*REQUIRED WORK:* Reproduce the listing that follows so that each line matches the original exactly.

• • • • • • •

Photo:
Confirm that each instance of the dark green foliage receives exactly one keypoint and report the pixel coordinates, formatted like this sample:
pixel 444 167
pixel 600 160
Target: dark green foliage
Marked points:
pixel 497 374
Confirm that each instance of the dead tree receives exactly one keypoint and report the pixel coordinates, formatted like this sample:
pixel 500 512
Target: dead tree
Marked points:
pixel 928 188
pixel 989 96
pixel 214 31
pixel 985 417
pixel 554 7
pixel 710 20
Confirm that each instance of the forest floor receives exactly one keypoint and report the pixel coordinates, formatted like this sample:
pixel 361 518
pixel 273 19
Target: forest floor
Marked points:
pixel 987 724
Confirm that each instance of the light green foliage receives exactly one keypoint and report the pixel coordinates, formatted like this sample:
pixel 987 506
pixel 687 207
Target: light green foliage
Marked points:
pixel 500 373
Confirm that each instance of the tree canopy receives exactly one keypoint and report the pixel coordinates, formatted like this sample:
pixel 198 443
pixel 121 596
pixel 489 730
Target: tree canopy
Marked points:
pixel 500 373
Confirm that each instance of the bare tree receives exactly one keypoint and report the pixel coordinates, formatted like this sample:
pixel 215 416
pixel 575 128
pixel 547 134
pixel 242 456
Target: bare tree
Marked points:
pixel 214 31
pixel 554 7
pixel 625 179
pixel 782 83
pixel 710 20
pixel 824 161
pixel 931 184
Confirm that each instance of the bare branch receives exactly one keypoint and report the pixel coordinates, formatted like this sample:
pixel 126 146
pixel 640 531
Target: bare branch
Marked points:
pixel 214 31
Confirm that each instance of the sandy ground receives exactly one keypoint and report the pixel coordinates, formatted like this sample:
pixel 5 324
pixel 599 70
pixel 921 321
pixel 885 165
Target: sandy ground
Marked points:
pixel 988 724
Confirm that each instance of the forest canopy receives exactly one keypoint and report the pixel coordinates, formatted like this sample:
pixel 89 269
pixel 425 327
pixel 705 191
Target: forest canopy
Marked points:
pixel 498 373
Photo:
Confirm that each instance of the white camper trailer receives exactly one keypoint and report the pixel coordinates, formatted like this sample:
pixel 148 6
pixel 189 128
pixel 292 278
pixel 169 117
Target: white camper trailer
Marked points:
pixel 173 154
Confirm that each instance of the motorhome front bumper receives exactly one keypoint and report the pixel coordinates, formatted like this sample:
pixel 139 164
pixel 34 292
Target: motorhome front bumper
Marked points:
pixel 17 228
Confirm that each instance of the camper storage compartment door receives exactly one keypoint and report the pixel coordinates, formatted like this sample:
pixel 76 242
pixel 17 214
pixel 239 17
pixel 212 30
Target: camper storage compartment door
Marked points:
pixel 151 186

• • • • • • •

*RESPONSE:*
Photo:
Confirm that each instance of the dark green foliage receives exactly one keypoint and report the pixel coordinates, formatted like this sample:
pixel 444 167
pixel 600 160
Target: dark green foliage
Marked points:
pixel 497 374
Confirm that each instance of the dead tree receives exactly one keypoint and report the pixel coordinates, formatted like this sample:
pixel 500 512
Target: dead tree
Marked points:
pixel 928 188
pixel 989 96
pixel 214 31
pixel 985 417
pixel 554 7
pixel 710 20
Confirm that each instance of the forest floor receives exactly one keypoint and report the pixel coordinates, formatted like this sample:
pixel 361 518
pixel 273 19
Target: forest floor
Marked points:
pixel 987 724
Confirm that each instance of the light green foliage receives exactly one keypoint and report the pixel coordinates, formatted like this sample:
pixel 987 506
pixel 687 207
Target: light green foliage
Marked points:
pixel 500 373
Confirm that each instance of the tree canopy receives exactly one keypoint and report the pixel coordinates, formatted like this sample:
pixel 198 443
pixel 121 596
pixel 489 730
Target: tree canopy
Marked points:
pixel 500 373
Confirm that each instance of the bare tree receives exactly one keypoint and report the pixel coordinates, formatted like this sample:
pixel 215 416
pixel 575 128
pixel 547 134
pixel 242 456
Target: bare tree
Marked points:
pixel 214 31
pixel 554 7
pixel 625 179
pixel 782 83
pixel 710 20
pixel 824 161
pixel 931 184
Confirm that each instance of the bare branch receives exactly one keypoint and report the pixel coordinates, formatted like this sample:
pixel 126 146
pixel 640 531
Target: bare branch
Marked points:
pixel 214 31
Confirm that each instance of the sandy ground receives exactly one keypoint and report the pixel coordinates, formatted like this sample:
pixel 5 324
pixel 599 70
pixel 921 321
pixel 885 165
Target: sandy ground
Marked points:
pixel 988 724
Confirm that each instance of the forest canopy receives exactly one keypoint and report the pixel coordinates, formatted like this sample:
pixel 89 269
pixel 425 327
pixel 705 191
Target: forest canopy
Marked points:
pixel 498 373
Photo:
Confirm that each instance of the white camper trailer receives exactly one keypoint and report the pixel coordinates, formatted like this sample:
pixel 148 6
pixel 189 128
pixel 292 278
pixel 169 117
Target: white camper trailer
Marked points:
pixel 173 154
Confirm that each instance of the motorhome front bumper receives exactly one keypoint and report the pixel coordinates, formatted like this sample:
pixel 139 164
pixel 34 292
Target: motorhome front bumper
Marked points:
pixel 17 228
Confirm that each instance of the camper storage compartment door receives exactly one keypoint and report the pixel coordinates, formatted like this sample:
pixel 76 242
pixel 17 214
pixel 239 17
pixel 212 30
Target: camper storage compartment door
Marked points:
pixel 151 186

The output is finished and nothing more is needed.